Excerpts from a dataset
============

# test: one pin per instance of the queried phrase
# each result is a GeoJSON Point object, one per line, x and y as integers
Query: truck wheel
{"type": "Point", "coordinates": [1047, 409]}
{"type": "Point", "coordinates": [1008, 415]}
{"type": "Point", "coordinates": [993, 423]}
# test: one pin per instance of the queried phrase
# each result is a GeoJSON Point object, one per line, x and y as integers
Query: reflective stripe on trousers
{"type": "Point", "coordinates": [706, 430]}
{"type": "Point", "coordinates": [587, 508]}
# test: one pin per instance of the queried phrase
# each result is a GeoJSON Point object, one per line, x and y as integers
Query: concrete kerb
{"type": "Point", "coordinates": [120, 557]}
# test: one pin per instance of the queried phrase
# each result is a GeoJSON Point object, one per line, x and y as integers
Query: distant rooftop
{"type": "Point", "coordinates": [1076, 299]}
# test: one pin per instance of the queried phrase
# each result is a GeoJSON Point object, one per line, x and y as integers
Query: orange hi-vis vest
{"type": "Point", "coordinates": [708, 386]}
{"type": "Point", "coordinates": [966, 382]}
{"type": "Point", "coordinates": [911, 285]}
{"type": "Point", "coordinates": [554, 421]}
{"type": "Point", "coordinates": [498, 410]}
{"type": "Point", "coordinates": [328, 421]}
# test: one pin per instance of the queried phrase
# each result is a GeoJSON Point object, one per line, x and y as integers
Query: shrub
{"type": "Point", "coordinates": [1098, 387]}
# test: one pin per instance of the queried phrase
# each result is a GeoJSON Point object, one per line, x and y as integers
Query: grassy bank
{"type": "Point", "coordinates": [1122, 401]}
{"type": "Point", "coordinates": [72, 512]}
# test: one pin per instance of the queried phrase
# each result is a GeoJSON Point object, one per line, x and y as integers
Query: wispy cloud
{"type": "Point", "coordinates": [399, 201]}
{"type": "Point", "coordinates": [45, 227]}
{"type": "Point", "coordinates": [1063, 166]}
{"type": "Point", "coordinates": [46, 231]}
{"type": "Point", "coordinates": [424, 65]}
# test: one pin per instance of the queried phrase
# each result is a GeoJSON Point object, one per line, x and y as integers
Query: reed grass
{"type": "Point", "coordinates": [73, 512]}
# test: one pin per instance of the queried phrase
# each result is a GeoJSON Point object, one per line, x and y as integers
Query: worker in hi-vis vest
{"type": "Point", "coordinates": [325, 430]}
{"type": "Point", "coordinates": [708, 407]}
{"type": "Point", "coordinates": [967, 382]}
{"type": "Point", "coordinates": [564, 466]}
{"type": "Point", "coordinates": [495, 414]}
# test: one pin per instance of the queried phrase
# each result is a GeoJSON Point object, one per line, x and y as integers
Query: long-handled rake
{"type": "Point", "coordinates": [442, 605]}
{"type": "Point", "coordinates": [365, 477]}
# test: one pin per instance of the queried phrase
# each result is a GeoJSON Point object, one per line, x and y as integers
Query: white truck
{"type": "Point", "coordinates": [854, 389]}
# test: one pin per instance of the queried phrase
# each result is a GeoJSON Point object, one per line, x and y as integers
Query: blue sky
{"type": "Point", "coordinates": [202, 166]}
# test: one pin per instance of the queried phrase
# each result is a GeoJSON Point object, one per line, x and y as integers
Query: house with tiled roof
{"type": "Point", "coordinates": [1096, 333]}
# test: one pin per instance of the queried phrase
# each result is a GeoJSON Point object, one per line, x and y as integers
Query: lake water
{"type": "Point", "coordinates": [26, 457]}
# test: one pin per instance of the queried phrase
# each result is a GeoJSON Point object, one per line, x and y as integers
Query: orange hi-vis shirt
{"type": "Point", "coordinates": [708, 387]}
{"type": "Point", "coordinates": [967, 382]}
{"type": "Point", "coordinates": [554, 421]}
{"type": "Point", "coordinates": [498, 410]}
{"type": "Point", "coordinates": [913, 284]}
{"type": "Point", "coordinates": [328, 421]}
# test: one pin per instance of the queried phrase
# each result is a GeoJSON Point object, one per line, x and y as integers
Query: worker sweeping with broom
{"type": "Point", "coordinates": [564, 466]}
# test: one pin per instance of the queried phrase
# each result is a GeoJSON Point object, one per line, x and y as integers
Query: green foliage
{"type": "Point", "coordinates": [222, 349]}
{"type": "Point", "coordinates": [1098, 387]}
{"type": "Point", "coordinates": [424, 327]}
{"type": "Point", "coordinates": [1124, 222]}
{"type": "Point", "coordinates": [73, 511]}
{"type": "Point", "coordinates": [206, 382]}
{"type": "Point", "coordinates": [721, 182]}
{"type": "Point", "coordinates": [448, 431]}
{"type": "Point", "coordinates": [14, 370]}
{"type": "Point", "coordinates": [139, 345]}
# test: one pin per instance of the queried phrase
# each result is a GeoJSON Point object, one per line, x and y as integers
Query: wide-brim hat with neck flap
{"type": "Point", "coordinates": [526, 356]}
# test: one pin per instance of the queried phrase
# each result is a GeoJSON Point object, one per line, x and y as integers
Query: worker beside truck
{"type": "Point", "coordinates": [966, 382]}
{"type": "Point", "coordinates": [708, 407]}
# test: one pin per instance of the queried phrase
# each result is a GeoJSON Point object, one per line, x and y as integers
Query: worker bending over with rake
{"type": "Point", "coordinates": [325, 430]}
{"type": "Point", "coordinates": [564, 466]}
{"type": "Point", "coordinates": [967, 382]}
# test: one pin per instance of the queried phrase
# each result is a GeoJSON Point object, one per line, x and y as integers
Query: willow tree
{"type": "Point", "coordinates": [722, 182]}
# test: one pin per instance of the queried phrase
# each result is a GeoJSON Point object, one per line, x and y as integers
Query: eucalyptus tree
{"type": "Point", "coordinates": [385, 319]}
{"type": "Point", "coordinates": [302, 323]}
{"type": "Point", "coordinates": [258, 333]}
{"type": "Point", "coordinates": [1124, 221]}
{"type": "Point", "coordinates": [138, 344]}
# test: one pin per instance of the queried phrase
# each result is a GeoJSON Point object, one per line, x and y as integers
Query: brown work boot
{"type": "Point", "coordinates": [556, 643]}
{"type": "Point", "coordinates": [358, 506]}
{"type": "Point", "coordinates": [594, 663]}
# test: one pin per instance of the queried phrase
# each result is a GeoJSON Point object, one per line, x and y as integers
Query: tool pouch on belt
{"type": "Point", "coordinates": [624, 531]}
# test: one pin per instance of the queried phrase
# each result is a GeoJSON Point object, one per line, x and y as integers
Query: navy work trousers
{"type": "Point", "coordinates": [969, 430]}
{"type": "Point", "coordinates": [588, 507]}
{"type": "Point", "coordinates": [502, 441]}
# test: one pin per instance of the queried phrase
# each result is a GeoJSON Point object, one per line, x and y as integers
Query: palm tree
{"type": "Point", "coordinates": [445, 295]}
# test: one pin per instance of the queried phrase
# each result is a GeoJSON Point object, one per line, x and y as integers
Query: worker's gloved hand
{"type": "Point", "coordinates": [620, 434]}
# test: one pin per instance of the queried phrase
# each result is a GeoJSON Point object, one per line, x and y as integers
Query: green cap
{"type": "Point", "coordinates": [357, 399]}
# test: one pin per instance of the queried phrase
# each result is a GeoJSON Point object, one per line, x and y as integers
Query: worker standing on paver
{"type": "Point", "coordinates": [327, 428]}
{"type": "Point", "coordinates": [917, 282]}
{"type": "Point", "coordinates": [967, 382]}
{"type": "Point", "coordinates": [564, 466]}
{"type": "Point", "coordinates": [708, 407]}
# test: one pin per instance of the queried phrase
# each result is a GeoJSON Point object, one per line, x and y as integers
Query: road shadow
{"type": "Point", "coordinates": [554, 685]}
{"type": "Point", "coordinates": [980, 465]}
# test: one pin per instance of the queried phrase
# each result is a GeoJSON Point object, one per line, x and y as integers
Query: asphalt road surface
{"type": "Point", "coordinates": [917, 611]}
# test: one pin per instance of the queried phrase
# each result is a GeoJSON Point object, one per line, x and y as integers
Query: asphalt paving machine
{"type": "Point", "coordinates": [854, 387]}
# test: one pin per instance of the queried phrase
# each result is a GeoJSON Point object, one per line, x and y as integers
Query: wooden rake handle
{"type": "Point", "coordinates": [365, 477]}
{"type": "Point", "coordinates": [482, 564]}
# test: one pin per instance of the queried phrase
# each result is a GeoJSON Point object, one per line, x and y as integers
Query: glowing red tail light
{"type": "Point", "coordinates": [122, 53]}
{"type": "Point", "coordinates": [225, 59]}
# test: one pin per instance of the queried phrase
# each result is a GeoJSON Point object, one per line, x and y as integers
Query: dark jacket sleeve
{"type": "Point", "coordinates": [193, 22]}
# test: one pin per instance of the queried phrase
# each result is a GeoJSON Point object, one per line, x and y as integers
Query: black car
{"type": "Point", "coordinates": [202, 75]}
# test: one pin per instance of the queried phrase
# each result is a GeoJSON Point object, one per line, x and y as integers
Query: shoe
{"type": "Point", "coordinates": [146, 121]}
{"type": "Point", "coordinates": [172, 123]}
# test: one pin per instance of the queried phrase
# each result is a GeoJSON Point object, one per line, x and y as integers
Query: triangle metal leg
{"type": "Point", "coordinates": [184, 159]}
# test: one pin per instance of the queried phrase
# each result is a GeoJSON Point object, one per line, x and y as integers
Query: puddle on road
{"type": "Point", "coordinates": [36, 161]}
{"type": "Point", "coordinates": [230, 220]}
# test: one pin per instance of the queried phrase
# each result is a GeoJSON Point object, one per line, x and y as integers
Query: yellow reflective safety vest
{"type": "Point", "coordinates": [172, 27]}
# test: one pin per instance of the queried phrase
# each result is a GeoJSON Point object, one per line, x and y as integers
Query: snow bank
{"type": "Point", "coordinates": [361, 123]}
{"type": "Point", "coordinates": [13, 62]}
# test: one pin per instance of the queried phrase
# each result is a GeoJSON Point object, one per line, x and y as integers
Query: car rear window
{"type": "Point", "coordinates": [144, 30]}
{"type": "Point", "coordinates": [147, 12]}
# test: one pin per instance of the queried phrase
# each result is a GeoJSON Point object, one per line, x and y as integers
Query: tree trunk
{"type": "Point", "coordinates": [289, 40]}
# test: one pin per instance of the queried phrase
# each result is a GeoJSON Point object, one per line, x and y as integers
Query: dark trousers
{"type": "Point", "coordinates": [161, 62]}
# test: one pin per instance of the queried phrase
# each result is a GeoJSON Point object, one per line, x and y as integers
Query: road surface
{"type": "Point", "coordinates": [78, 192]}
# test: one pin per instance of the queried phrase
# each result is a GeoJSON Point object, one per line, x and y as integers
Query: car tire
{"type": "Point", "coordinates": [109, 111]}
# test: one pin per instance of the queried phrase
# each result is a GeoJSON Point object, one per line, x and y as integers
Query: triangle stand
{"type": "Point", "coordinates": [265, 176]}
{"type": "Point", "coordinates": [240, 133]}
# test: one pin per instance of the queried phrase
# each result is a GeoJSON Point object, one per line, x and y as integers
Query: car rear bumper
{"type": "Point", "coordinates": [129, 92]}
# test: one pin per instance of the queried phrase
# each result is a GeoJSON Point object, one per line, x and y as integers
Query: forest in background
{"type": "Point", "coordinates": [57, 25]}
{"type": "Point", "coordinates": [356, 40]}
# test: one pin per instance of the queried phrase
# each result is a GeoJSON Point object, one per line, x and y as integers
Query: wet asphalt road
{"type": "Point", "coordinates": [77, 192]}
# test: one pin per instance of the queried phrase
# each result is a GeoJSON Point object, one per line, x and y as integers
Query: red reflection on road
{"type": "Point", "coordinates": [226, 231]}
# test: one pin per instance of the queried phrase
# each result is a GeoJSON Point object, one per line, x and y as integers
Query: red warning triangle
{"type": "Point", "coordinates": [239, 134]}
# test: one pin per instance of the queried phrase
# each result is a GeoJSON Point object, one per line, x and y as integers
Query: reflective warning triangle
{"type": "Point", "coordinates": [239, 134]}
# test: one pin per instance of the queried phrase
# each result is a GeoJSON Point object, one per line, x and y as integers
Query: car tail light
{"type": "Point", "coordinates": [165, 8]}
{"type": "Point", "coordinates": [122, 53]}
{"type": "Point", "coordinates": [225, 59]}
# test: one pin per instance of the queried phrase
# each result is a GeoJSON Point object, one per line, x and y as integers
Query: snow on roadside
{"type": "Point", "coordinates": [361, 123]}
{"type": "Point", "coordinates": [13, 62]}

============

Starting with the line that contains "Query: red warning triangle", restate every line up to and including the last one above, exactly.

Query: red warning triangle
{"type": "Point", "coordinates": [239, 134]}
# test: one pin per instance of the queried phrase
# each result is a GeoJSON Point object, one per line, x and y as integers
Query: reflective warning triangle
{"type": "Point", "coordinates": [239, 134]}
# test: one pin per instance of the queried phrase
# each result is a GeoJSON Point object, one per line, x and y as integers
Query: car tail light
{"type": "Point", "coordinates": [165, 8]}
{"type": "Point", "coordinates": [122, 53]}
{"type": "Point", "coordinates": [225, 59]}
# test: one pin per instance of the queried phrase
# each result is a GeoJSON Point object, one per line, x and y as integers
Query: snow on roadside
{"type": "Point", "coordinates": [361, 123]}
{"type": "Point", "coordinates": [13, 62]}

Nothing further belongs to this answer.